**Schriftelijke opdracht 1**
Welke zondagsafdeling wordt in de uitleg over het Heilig Avondmaal behandeld?

Catechismus vraag 77 uitleg: over het Heilig Avondmaal
Auteur: ds. W. Pieters
Het gaat over het avondmaal. We zijn bezig met de 28ste zondagsafdeling. In antwoord 75 staat als wij gelovig aan het avondmaal deelnemen, dat Christus ons dan Zijn lichaam te eten geeft en Zijn bloed te drinken geeft (ons ‘spijst en laaft’, zoals vroeger werd gezegd), wat volgens antwoord 76 betekent dat we vergeving van zonden en het eeuwige leven krijgen.
Dit sluit aan bij antwoord 66. God verzekert ons in de sacramenten, zo lezen we daar, dat Hij ons vergeving van zonden en het eeuwige leven uit genade schenkt, alleen omdat Christus heeft betaald.
Ook in de doop wordt dit bevestigd (zie antwoord 70): de doop verzekert er ons van dat we vergeving van zonden hebben omdat Christus Zijn bloed voor ons heeft uitgestort; én dat we door de werking van de Heilige Geest een nieuw leven ontvangen. Dit verschilt niet wezenlijk van “het eeuwige leven” in antwoord 66. In antwoord 76 staat het dus voor de derde keer, waarbij als extra de innige band met Christus wordt beklemtoond waardoor we dat nieuwe en eeuwige leven krijgen.
De volgende vraag, vraag 77, stelt net als vraag 71 (toen we het over de doop hadden) aan de orde: hoe weet u dit allemaal zo zeker? Waar haalt u dat vandaan? Staat dit in de Bijbel?
Want ja, als kinderen en knechten van God het zeggen, dan wil ik het wel graag geloven, maar toch twijfel ik of zij zich niet vergissen. Het klinkt immers te mooi en het is immers te groot om (zomaar) waar te zijn, toch?!
Zeker, zeggen dan de opstellers, je moet het ook niet op óns gezag geloven, en zelfs niet op gezag van de kérk, maar alleen omdat het in de Bíjbel, in het Eigen Woord van Gód te vinden is. Daarom nu de vraag:
Waer heeft ons Christus beloeft, dat hy de gheloovighe soo sekerlick alsoo met sijnen lichame ende bloede wil spijsen ende laven, als sy van dit gebroken broodt eten ende van desen drinckbeker drincken?

**Schriftelijke opdracht 2**
Geef aan hoeveel regels van de gegevens de tekenreeks "marking" bevatten, waarbij hoofdletters en kleine letters verschillend tellen. Noem alleen het getal.

Verzamelde gegevens
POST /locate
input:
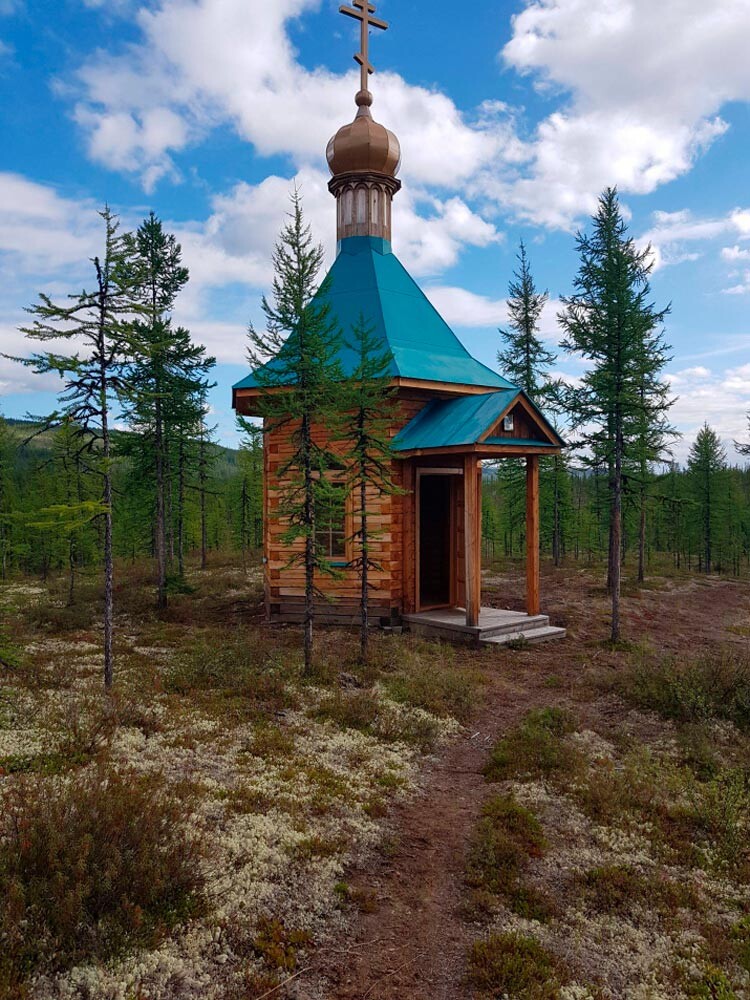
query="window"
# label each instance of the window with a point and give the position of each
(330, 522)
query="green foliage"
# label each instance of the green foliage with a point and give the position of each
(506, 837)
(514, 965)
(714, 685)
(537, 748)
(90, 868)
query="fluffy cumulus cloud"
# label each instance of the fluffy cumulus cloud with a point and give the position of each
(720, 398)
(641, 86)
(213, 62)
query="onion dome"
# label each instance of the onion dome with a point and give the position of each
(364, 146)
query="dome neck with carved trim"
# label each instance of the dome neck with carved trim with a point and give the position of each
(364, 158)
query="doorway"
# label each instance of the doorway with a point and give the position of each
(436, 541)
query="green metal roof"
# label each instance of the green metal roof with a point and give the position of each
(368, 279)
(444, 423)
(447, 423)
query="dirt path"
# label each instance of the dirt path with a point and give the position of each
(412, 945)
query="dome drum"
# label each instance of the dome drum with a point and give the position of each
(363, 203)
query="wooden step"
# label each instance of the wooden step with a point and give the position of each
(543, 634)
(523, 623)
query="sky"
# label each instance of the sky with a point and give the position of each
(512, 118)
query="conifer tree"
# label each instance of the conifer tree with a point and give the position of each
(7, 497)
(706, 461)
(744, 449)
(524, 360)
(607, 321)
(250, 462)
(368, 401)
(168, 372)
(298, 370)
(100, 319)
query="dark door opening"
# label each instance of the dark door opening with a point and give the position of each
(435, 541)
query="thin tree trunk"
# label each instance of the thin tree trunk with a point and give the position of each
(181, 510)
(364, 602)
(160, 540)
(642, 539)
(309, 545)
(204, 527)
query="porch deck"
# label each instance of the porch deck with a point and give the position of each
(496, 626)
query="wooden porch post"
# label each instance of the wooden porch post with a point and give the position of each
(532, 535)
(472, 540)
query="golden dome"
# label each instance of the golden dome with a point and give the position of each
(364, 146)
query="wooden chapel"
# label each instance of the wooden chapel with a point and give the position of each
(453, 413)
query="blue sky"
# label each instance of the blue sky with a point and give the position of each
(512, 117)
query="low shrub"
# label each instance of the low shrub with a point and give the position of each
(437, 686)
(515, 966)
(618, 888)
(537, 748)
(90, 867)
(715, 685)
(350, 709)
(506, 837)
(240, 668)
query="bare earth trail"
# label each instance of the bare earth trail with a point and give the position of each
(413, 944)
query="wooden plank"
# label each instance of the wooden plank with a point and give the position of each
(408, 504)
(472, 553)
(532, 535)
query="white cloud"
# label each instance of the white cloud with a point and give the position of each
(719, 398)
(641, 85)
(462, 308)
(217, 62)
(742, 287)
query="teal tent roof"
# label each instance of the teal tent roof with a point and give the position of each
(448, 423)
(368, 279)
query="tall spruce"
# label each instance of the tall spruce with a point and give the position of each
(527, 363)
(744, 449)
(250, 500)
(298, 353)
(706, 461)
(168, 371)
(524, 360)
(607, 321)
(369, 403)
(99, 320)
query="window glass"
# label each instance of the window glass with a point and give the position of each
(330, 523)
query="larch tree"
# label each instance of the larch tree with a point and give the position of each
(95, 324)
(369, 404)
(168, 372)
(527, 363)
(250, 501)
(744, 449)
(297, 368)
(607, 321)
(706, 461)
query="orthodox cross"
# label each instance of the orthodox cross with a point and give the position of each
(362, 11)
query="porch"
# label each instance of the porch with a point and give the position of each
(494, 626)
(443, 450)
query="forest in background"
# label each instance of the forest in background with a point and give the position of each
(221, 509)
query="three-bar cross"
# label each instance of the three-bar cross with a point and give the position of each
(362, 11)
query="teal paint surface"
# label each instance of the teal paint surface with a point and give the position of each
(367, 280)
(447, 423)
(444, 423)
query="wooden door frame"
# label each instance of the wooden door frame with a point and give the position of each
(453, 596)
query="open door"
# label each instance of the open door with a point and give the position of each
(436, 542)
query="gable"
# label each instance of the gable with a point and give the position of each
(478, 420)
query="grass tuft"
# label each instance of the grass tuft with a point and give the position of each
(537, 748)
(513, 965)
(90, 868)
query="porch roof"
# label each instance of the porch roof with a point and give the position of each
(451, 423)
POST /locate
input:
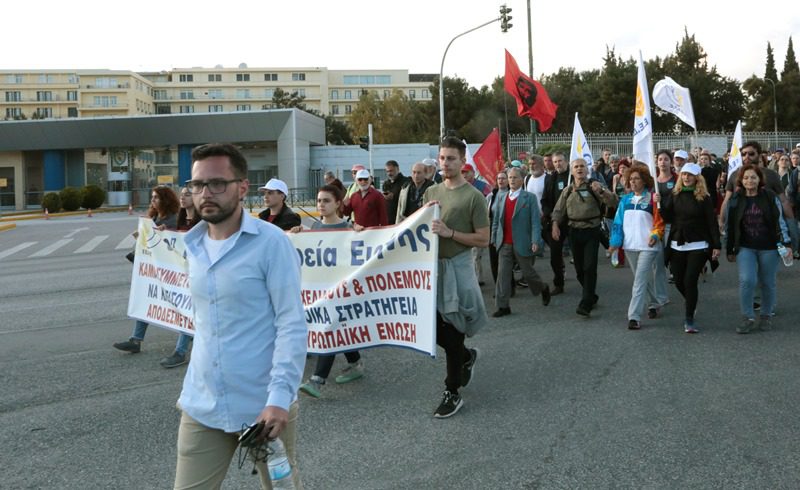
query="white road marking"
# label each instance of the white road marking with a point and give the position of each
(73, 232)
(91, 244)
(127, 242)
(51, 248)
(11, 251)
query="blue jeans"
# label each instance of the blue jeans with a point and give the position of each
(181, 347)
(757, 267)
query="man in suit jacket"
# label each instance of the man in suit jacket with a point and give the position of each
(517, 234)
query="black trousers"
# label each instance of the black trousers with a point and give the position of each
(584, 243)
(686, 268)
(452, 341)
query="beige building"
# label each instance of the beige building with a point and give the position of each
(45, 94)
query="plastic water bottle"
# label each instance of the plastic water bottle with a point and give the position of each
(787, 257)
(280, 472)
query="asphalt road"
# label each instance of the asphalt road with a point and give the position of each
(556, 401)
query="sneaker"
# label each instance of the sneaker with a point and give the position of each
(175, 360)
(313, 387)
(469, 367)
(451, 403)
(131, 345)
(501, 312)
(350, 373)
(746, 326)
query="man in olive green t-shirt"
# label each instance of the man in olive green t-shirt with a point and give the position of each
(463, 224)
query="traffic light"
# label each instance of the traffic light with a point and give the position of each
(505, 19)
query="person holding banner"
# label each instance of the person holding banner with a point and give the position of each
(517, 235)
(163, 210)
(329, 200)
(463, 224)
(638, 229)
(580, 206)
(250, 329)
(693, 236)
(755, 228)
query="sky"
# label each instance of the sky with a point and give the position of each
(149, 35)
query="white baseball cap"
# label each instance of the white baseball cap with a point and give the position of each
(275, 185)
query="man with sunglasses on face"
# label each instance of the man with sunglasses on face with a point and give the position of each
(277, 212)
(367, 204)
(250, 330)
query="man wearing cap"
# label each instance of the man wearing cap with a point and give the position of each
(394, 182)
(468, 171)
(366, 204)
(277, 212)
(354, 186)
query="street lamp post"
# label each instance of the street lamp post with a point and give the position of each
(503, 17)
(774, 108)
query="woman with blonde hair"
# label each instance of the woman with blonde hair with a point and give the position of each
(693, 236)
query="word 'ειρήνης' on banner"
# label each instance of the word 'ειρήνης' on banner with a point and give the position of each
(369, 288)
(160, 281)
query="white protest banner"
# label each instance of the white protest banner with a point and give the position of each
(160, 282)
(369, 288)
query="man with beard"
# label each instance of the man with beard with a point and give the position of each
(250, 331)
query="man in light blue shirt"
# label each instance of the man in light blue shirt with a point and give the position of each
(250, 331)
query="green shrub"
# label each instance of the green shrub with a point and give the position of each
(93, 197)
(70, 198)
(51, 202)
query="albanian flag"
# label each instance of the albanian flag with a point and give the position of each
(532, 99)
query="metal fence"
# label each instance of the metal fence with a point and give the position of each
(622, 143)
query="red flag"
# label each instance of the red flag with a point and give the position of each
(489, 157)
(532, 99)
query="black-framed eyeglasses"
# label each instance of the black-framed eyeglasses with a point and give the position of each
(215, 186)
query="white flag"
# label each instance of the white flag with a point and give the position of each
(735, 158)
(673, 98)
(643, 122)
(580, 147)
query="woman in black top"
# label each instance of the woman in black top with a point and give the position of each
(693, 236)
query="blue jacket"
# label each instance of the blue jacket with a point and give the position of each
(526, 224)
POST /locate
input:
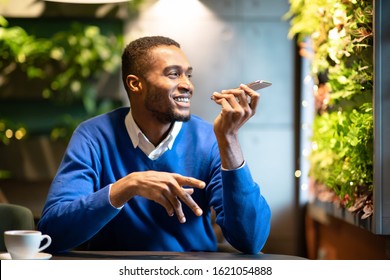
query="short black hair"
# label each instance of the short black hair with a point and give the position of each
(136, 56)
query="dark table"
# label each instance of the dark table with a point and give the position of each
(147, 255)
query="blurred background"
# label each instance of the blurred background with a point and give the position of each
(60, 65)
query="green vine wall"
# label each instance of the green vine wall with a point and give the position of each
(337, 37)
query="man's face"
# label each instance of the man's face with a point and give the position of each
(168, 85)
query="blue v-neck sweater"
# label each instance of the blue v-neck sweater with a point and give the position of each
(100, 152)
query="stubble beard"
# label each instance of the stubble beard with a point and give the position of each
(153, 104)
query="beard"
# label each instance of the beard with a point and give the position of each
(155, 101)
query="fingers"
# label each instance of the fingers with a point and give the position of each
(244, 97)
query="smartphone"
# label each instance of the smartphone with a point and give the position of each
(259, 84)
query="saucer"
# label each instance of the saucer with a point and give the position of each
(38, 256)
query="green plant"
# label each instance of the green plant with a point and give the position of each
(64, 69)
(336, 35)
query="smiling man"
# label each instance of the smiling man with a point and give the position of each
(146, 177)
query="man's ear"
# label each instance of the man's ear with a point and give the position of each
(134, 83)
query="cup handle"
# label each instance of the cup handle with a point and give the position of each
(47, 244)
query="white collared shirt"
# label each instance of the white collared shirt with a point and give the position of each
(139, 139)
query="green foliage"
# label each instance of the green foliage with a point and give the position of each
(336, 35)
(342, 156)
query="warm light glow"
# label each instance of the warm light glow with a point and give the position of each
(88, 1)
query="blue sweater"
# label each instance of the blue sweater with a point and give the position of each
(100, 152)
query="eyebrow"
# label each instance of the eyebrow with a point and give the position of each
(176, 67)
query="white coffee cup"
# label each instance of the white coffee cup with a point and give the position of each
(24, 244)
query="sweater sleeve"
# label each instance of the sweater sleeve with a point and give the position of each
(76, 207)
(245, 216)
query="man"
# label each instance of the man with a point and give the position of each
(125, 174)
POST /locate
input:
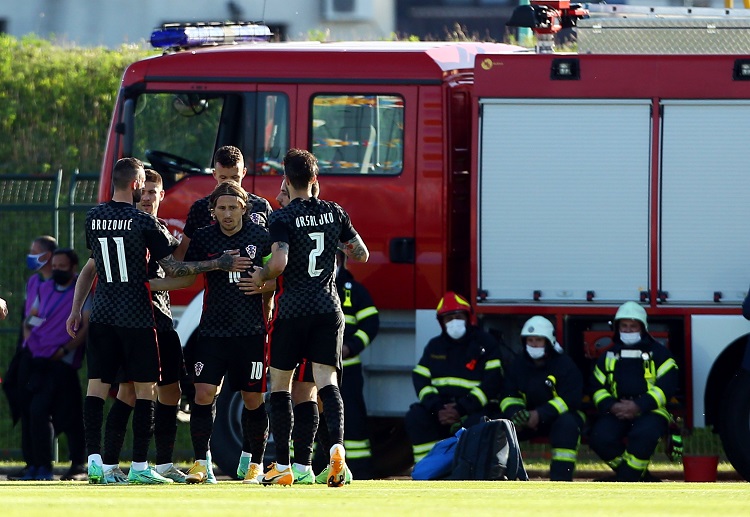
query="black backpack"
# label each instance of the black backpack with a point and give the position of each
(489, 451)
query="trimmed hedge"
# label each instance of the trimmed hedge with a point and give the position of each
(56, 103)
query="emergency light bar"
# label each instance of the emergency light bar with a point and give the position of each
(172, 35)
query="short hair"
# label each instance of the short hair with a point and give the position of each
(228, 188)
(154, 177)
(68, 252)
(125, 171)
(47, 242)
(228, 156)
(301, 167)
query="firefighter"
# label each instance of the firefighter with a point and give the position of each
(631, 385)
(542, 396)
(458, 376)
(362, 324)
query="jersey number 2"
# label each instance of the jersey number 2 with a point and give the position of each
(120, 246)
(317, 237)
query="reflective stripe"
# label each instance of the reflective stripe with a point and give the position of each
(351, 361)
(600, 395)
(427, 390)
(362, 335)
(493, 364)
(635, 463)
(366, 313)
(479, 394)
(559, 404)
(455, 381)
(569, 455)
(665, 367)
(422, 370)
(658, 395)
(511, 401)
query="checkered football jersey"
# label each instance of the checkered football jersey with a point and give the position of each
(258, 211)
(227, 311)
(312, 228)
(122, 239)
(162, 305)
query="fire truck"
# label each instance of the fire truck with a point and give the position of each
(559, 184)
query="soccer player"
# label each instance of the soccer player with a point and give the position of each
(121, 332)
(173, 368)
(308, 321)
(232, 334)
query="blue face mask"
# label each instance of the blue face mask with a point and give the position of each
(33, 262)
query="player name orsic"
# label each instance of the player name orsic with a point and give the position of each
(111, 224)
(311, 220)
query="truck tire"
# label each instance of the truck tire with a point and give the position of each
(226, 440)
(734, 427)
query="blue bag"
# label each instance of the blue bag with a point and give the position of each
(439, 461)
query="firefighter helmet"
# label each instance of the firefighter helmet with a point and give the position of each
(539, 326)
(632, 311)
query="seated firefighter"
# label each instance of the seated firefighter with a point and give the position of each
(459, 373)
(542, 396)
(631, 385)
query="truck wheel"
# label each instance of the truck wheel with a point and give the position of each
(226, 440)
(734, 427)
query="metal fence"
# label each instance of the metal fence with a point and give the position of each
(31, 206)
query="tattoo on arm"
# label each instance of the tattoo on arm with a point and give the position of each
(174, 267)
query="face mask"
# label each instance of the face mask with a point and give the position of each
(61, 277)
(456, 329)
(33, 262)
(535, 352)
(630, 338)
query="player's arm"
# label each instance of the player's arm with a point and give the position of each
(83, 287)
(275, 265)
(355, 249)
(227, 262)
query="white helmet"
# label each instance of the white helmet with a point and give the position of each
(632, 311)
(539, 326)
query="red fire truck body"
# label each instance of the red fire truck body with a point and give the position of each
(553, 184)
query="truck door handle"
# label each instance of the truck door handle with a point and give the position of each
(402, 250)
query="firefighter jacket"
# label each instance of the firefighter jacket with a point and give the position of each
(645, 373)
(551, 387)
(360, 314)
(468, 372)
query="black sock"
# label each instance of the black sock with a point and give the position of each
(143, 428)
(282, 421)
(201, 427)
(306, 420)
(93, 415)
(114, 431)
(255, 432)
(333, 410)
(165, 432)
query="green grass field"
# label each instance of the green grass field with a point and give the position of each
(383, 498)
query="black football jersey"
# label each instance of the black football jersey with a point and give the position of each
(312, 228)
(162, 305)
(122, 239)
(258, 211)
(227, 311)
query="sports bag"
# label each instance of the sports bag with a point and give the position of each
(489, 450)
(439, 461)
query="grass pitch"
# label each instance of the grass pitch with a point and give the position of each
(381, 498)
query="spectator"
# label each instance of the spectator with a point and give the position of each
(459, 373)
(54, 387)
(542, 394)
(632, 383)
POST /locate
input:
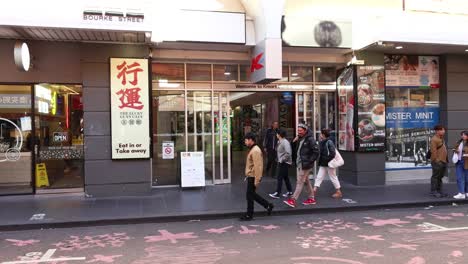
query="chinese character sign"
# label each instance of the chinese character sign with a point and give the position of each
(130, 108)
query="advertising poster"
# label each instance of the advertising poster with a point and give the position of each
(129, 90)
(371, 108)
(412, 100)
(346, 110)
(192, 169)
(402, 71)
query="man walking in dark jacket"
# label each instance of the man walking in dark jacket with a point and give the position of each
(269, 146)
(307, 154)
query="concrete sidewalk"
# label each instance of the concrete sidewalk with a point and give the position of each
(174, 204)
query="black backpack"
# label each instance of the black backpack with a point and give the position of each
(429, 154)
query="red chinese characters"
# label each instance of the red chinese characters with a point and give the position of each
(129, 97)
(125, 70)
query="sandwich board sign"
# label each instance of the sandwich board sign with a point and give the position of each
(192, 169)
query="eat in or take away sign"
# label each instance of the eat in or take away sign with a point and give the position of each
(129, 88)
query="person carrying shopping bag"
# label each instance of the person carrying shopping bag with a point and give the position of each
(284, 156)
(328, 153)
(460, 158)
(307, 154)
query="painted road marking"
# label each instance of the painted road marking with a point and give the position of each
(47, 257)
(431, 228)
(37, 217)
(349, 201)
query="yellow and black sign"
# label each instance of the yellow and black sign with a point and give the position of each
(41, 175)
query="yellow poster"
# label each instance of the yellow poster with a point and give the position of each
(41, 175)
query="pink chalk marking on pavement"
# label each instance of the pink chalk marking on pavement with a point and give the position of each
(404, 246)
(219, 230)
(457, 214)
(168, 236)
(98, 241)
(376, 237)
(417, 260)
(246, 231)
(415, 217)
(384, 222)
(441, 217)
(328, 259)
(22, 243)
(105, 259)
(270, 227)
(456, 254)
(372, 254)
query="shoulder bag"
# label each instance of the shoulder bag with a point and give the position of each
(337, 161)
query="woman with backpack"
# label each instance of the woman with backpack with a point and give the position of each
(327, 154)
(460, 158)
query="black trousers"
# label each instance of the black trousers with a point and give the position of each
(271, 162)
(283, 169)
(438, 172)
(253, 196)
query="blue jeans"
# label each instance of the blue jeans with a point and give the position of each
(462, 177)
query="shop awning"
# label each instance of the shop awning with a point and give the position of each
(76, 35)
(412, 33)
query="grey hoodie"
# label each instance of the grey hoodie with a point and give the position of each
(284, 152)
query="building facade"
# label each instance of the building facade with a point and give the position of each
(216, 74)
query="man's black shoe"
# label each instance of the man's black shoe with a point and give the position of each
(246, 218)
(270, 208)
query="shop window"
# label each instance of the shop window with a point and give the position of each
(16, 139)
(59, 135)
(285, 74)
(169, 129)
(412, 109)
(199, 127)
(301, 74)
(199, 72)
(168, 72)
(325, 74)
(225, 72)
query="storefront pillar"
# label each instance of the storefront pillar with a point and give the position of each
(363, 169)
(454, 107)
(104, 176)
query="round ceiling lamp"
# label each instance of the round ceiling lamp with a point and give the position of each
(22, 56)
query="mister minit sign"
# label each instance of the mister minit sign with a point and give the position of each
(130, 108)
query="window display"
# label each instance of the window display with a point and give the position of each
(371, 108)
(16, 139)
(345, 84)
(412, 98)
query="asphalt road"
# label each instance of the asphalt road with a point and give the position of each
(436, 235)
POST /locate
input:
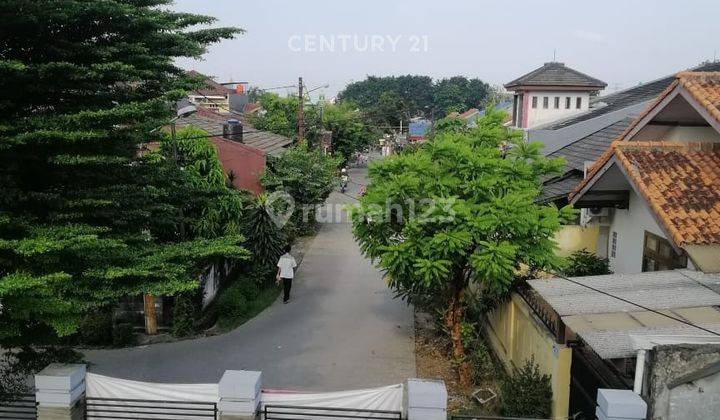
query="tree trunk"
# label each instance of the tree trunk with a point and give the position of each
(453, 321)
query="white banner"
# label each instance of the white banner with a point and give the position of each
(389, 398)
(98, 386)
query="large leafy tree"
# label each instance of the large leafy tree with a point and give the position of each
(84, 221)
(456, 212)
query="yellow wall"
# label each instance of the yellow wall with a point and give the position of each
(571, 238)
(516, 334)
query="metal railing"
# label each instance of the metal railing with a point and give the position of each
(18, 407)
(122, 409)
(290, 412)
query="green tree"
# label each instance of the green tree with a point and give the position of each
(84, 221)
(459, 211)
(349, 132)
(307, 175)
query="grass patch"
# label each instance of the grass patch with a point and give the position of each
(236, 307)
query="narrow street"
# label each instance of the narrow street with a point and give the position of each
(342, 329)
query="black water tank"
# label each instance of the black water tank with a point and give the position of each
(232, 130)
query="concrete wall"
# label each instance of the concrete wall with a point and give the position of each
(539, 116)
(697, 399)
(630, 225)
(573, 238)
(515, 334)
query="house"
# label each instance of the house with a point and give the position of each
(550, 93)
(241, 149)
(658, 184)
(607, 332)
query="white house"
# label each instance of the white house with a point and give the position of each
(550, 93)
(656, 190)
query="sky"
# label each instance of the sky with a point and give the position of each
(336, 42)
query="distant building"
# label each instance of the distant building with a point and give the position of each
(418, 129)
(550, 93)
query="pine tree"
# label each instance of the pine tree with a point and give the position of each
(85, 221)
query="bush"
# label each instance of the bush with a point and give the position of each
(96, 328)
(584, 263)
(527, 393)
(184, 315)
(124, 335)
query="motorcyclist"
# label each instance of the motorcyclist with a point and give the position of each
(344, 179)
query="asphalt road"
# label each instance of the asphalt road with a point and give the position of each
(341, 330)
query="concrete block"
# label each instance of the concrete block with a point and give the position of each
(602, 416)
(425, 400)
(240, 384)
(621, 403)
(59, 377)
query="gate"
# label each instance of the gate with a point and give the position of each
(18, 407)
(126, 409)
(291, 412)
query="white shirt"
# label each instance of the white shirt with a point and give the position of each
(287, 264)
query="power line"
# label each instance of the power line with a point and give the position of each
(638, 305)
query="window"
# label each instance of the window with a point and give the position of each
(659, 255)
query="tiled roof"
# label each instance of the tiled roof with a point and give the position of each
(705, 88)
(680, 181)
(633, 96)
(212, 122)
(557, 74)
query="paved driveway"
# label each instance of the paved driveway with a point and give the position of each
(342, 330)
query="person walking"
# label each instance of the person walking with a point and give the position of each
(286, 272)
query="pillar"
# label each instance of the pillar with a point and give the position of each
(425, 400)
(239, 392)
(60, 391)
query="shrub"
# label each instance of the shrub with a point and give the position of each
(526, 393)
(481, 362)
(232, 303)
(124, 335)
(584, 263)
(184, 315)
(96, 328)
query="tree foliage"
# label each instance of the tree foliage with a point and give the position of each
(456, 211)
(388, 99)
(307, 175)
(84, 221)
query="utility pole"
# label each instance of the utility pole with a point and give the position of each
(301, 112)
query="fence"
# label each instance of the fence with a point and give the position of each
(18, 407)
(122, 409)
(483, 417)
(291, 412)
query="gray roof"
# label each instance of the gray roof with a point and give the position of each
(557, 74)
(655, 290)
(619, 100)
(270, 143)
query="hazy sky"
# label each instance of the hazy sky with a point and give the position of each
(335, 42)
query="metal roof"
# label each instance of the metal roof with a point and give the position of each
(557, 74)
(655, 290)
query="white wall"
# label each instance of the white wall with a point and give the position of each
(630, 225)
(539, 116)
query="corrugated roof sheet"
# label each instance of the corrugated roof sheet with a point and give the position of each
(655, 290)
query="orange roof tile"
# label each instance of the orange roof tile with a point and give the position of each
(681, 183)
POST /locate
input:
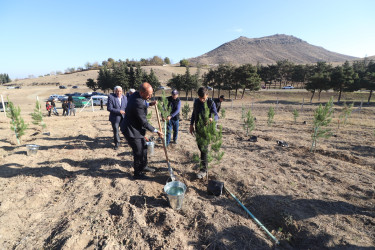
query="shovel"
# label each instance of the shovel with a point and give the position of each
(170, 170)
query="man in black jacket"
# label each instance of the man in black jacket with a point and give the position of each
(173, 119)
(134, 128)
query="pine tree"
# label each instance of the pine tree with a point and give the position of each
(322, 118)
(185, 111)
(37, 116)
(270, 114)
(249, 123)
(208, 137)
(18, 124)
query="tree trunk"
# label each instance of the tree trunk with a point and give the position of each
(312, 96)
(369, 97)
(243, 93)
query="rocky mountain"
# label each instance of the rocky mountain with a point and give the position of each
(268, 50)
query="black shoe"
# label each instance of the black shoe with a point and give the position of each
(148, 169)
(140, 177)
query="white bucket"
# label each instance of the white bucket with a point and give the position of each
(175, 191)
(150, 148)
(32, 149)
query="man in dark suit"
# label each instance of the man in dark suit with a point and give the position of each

**Eindantwoord 1**
De 28ste zondagsafdeling.

**Eindantwoord 2**
6